WHAT TO DO> Write out the lines from the line containing "the tree shadow" through the final line of the listing below, exactly, omitting every other line.

## Start RECORDS FOR THE TASK

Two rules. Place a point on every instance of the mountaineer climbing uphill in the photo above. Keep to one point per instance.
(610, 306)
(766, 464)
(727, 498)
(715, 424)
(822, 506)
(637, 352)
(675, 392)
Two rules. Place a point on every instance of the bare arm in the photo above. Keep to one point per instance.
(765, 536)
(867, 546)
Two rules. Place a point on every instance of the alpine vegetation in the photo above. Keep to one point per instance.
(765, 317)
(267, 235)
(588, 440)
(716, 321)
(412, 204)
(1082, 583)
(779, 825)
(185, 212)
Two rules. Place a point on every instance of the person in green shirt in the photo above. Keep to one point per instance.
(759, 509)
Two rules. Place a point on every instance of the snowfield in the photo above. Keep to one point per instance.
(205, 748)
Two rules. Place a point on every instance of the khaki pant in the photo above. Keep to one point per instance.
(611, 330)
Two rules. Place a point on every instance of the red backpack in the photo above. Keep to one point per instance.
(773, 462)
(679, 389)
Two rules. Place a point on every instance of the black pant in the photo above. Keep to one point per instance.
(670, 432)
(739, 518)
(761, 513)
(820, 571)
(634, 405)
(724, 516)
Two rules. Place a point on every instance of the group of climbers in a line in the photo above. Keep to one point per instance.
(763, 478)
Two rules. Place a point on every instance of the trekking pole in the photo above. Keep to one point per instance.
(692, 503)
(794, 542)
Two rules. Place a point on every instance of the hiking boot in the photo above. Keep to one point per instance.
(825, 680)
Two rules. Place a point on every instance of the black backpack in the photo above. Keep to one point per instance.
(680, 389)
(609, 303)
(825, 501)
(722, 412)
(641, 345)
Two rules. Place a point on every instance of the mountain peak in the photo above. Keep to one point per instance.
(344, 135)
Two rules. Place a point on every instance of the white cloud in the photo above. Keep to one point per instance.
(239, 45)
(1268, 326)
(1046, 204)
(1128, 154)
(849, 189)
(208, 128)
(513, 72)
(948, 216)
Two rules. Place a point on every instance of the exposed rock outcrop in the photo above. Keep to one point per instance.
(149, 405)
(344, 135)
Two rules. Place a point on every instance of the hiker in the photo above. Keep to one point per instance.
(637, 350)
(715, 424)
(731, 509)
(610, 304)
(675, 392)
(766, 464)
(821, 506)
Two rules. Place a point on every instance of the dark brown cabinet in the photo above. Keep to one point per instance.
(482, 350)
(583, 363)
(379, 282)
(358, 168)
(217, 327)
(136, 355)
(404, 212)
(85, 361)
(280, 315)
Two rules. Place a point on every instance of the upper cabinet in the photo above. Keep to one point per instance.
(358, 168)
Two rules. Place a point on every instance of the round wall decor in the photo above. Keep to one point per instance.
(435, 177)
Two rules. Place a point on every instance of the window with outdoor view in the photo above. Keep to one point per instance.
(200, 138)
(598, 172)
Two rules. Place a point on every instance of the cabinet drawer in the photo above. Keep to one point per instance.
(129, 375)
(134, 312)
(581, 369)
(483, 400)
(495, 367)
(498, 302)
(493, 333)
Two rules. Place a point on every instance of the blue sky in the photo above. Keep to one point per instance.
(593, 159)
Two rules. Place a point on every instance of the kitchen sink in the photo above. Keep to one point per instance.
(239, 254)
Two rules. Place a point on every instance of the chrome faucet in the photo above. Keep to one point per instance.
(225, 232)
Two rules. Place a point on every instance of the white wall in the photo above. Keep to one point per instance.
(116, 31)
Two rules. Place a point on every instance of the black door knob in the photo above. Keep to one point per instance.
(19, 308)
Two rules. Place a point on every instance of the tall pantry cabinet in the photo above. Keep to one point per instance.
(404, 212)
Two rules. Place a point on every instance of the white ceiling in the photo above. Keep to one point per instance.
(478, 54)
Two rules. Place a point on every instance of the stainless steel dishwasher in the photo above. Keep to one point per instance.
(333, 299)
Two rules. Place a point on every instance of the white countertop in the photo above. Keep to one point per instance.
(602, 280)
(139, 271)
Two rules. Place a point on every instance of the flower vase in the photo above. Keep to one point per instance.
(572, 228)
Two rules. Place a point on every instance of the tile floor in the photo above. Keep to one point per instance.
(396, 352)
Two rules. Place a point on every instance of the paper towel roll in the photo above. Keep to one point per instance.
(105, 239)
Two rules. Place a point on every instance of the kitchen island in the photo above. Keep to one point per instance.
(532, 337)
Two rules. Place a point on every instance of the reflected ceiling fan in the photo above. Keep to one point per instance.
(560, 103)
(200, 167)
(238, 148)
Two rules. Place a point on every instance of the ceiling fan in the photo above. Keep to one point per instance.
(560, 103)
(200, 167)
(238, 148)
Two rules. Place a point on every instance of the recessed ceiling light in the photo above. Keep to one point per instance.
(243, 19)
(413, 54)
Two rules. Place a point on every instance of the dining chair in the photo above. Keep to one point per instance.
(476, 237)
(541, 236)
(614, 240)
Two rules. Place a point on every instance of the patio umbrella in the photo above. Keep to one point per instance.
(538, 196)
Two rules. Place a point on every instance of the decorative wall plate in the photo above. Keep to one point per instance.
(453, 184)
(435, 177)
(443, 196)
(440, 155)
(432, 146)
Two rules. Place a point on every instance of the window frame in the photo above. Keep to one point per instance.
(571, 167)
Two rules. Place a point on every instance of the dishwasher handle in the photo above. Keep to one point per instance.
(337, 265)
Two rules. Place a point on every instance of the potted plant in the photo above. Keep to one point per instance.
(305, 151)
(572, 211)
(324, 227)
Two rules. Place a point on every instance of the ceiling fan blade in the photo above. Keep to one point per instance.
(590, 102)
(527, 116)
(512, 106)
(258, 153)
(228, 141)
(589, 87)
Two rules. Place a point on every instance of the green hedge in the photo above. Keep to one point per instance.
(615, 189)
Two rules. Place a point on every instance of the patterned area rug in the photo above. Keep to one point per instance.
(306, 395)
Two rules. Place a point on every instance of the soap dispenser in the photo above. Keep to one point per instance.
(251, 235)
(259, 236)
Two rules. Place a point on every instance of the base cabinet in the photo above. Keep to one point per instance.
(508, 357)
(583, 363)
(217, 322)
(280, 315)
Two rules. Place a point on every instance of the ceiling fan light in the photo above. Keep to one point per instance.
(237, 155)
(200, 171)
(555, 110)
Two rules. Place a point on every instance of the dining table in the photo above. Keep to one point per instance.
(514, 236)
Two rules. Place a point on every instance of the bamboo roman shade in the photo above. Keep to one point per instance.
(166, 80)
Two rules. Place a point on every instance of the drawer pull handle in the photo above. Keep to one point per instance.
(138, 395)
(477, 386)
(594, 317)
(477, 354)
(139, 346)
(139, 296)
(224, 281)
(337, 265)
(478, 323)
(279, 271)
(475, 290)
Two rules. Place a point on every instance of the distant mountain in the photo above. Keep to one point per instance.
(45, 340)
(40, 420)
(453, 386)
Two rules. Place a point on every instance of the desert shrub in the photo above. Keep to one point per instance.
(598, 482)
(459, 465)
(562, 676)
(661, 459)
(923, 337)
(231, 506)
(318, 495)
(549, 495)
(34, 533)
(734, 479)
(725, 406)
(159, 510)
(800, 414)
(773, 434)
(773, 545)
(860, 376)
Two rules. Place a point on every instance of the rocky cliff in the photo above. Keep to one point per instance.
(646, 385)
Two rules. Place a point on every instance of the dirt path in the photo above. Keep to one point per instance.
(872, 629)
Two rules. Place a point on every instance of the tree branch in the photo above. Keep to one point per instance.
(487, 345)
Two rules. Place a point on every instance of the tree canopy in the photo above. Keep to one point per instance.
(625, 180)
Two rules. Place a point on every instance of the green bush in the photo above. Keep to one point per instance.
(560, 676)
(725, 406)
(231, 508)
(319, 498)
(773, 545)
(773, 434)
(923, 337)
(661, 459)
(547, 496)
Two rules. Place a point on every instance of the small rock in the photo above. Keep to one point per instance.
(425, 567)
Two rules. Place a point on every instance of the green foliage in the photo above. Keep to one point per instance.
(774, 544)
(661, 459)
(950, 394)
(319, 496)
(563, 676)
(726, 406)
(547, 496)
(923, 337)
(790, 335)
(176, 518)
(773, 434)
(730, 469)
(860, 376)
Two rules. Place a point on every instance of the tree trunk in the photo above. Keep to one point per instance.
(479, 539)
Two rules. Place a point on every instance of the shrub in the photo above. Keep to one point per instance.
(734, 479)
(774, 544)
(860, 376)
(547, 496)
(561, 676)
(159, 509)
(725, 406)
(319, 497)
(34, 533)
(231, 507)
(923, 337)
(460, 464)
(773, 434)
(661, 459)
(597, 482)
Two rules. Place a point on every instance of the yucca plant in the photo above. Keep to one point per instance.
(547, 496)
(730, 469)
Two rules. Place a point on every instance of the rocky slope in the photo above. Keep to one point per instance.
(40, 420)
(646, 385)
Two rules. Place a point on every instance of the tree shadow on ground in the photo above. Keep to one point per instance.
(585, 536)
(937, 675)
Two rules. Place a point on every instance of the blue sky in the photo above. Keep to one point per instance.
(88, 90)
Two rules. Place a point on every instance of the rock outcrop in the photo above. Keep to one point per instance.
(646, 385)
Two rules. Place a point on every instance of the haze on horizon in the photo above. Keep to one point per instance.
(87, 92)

## End RECORDS FOR THE TASK

FULL OUTPUT>
Two rules. Place a point on every instance of the tree shadow on ground in the photo above. Keep to one point per instance.
(585, 536)
(937, 675)
Two rules. Place a point on every instance of the blue sky in the photo above. Keep to one point per instance.
(88, 90)
Two rules. Place a point on every instance of the rock outcrop in the photo above. Keep to one point per instance.
(646, 385)
Two rules. Place a point on every instance of the haze on horizon in the photo above. Keep to one point per instance.
(87, 92)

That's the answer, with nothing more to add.